Vaillant is no apostle of hardline Freudianism, but there are certain parts of it he means to defend to the bitter end. He recognizes that most mid-20th-century psychoanalysts’ bogeymen have turned out, upon further examination, to be figments of the academic imagination. “Even that old standby, the cold, rejecting mother, failed to predict late life emotional illness or poor aging,” he admits. 

Like a progressive Christian or a Gorbachevian Communist, Vaillant aims to defend his religion’s ethics while disbelieving its revelation. He demands credit for Freudianism’s good intentions. He wants to keep the Freudian typology of oral, anal, and phallic personalities: “Orality,” he writes, “is more usefully seen as a metaphor for the longing of hearts that have not learned to fill themselves with hope and love.” (Society at large is having a similar difficulty weaning itself off the word “anal” as a synonym for “neat.”) 

Vaillant is particularly insistent that “defense mechanisms”—character adjustments that allow psycholo-gically wounded humans to adjust to, and overcome, their pain—“are not just one more dogma of the psychoanalytic religion.” He even developed a four-stage hierarchy to prove that mature defense mechanisms, such as humor and altruism, produce a better adjustment to life at age 65 than immature defense mechanisms, such as psychotic distortion and hypochondria. In other words, his study has proved that an ability to adapt predicts an ability to adapt.

Vaillant’s boldest conclusions generally take this form: tautologies presented as if they belong in Ripley’s Believe It or Not. He sets up a “Decathlon of Flourishing”—a rather redundant list of career, health, and family outcomes—and then speaks of a “capacity for intimate relationships that predicted flourishing in all aspects of these men’s lives.” Since Vaillant has already defined flourishing as an ability to enter and nurture relationships, this is not a surprise. He also establishes that a person who is well-integrated (i.e., able “to surmount common problems which confront him such as career choice, competitive environment, and moral and religious attitudes”) is more likely to flourish later in life. In other words, people who are good at addressing life’s problems do better at life than those who are not.

◆ **SUPPLIED RECORDS**
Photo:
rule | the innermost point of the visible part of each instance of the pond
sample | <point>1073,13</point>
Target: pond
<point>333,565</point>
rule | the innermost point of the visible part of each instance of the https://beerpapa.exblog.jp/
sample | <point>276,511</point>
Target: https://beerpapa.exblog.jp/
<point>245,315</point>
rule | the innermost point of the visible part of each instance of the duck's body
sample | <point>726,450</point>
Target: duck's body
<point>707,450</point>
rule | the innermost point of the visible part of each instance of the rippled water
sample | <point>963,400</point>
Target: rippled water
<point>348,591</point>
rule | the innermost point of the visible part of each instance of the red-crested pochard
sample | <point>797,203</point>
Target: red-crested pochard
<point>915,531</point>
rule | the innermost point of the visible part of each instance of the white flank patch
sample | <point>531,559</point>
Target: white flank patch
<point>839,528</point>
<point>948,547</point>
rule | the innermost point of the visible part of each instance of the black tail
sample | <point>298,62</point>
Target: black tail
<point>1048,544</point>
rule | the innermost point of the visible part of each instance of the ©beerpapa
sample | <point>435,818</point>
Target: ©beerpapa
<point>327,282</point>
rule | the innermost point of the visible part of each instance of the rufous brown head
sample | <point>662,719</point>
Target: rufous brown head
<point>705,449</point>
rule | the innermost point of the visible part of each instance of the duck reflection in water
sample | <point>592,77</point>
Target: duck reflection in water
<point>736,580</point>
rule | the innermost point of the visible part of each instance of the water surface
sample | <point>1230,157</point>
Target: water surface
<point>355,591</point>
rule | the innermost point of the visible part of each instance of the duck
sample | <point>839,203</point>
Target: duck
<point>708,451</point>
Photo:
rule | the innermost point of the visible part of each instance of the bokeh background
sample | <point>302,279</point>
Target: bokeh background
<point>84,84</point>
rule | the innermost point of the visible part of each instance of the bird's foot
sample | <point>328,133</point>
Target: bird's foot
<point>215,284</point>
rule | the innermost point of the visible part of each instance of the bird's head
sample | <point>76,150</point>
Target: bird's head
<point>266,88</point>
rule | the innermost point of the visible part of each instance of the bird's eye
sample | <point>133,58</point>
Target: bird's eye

◆ **INSTRUCTIONS**
[a] List every defense mechanism that the passage on Vaillant and Freudianism names as an example, and mark each one as mature or immature.
[b] Resume the passage on Vaillant and Freudianism after its final sentence, keeping its critical tone.

◆ **ANSWERS TO EACH TASK**
[a]
Humor (mature)
Altruism (mature)
Psychotic distortion (immature)
Hypochondria (immature)

[b]
The study does deliver surprises in describing the effects of alchoholism. Vaillant may be boasting when he writes that his work was able “to disprove the illusion that securely diagnosed alcoholics can return to successful social drinking” since that illusion had been long-dispelled by the 1980s. But he is right that alcoholism is “the most ignored causal factor in modern social science.” In this study, alcoholism is the most important factor in divorce. (Certainly it causes marital problems; it may also cause problem marriages in the first place.) Booze also affects longevity considerably more than total cholesterol, frequent exercise, and obesity do. 

In its alcoholism data, the Grant study has something precious that very few studies of alcoholism have ever had: reliable blind data on alcoholics before they became problem drinkers. It is the tendency of drinkers to say that they drink to remedy unhappiness, and of those around them to say that there was always something funny about Old Jack, even before he began falling over at Rotary Club breakfasts and making passes at the boss’s wife. 

These impressions turn out to be quite false. The only important way in which alcoholics differ from non-alcoholics before they become addicts is in their dramatically higher tolerance for booze, which is inherited. This does not justify calling alcoholism a “disease”—“condition” would be a better word—but it does point to a strong genetic component. The Grant study has recently set out to collect DNA samples from all of its surviving subjects. The study has also made the bizarre discovery that subjects’ late-life mental health is strongly associated with the longevity of maternal grandfathers. That indicates a link to both traits somewhere on the X chromosome.